The tax system should raise sufficient revenue to enable governments to meet the community’s reasonable needs for benefits, services and public infrastructure. A tax system that supports growth, investment and productivity will also help strengthen the tax revenue base for future generations.

Private trusts, along with super, negative gearing, and loopholes in Capital Gains Tax, are popular ways for people with higher incomes – and their well-paid financial advisers – to avoid paying tax.

Tax avoidance through trusts means the rest of us must contribute more in order to fund essential services.

It is unacceptable that while most people pay income tax at their marginal rate, a minority can use private trusts and companies to avoid paying their fair share.

Some private trusts do have legitimate purposes (for example, to hold and accumulate assets on behalf of a family member with a disability or to raise money for charity).

This is not about ‘abolishing’ trusts; it’s about fair taxation. People should pay tax at their proper marginal tax rate, rather than avoid paying tax by using a private trust or any other entity.


Trusts remain a yawning gap in the integrity of the income tax system

ACOSS has long argued for tax reform of private trusts to tackle their use for tax avoidance and evasion. With moves to reform overly generous tax breaks in superannuation and housing long overdue and welcome, the time has come to also tackle private trusts.

In July 2017, the Labor Party announced that if elected, it intends to raise the tax rate on distributions from discretionary trusts to a minimum of 30%, the same as the company tax rate, in order to curb the use of trusts to avoid tax through income-splitting. This is estimated to raise $1.5 billion a year. See the ALP Fact Sheet on taxation of trusts.

This initiative is very welcome.

No serious action has been taken to curb the use of trusts to avoid tax since 1998 when the Howard government announced, but did not implement, its proposal to tax discretionary trusts as companies. If implemented, this would curb the use of private trusts to split income with family members to avoid tax.

This is a complex area and it is difficult to know in advance whether any given reform will close off the many tax avoidance opportunities available. For example, trusts are used to avoid Capital Gains Tax as well for income splitting. It is therefore important that all practical options remain on the table to closing off remaining loopholes in the tax treatment of trusts.

It is also vital to follow through with the tax transparency agenda governments have been pursuing internationally in the wake of the Panama and Paradise Papers exposures, and establish a public register of express trusts including their controllers and ultimate beneficiaries. This would help prevent the use of private trusts to conceal income, launder money, and shift assets to secrecy jurisdictions (tax havens).


Key points

Australian Taxation Office (ATO) data reveals almost 643,000 discretionary trusts in Australia in 2014-15, almost twice the number from two decades earlier. Just over half are passive investment trusts while just under half are trading trusts for active businesses. In 2013-14 their total taxable income was $80 billion.

• _Given records_
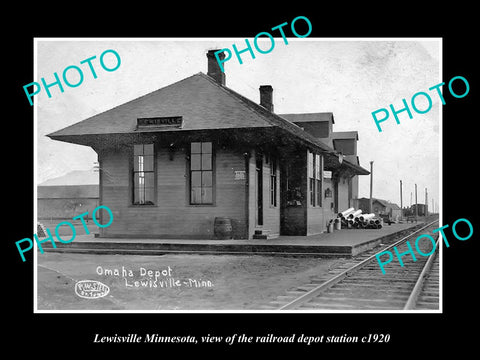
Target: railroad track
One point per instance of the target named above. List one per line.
(358, 284)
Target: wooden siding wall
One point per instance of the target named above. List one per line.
(172, 216)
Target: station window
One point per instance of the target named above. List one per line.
(273, 181)
(201, 173)
(143, 174)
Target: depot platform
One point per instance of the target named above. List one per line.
(340, 243)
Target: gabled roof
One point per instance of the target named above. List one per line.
(203, 104)
(309, 117)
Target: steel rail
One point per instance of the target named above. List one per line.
(412, 299)
(337, 278)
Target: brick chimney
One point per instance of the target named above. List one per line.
(266, 97)
(214, 70)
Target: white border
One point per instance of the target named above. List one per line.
(439, 203)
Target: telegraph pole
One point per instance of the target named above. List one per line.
(426, 202)
(371, 185)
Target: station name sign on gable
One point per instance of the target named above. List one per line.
(160, 122)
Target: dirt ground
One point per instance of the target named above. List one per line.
(172, 282)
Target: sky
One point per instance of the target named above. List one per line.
(349, 77)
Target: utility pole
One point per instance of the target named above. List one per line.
(426, 202)
(401, 202)
(416, 203)
(371, 185)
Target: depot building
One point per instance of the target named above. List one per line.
(175, 161)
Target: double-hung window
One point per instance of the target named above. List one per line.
(201, 173)
(314, 179)
(143, 174)
(273, 181)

• _What you will do_
**a.** Reproduce the part of the text on private trusts that opens with the words containing "This initiative is" and closes with "to avoid tax.", changing "serious action" to "meaningful action".
**b.** Turn the paragraph of the private trusts text beginning "It is also vital to follow through" into a short bulleted list that keeps its main facts.
**c.** According to the private trusts text, how many discretionary trusts did ATO data reveal in Australia in 2014-15?

• _Responses_
**a.**
This initiative is very welcome.

No meaningful action has been taken to curb the use of trusts to avoid tax since 1998 when the Howard government announced, but did not implement, its proposal to tax discretionary trusts as companies. If implemented, this would curb the use of private trusts to split income with family members to avoid tax.

**b.**
- Governments should follow through with the tax transparency agenda they have pursued internationally after the Panama and Paradise Papers exposures.
- A public register of express trusts should be established, including their controllers and ultimate beneficiaries.
- This would help prevent private trusts from being used to conceal income, launder money, and shift assets to secrecy jurisdictions (tax havens).

**c.** Almost 643,000.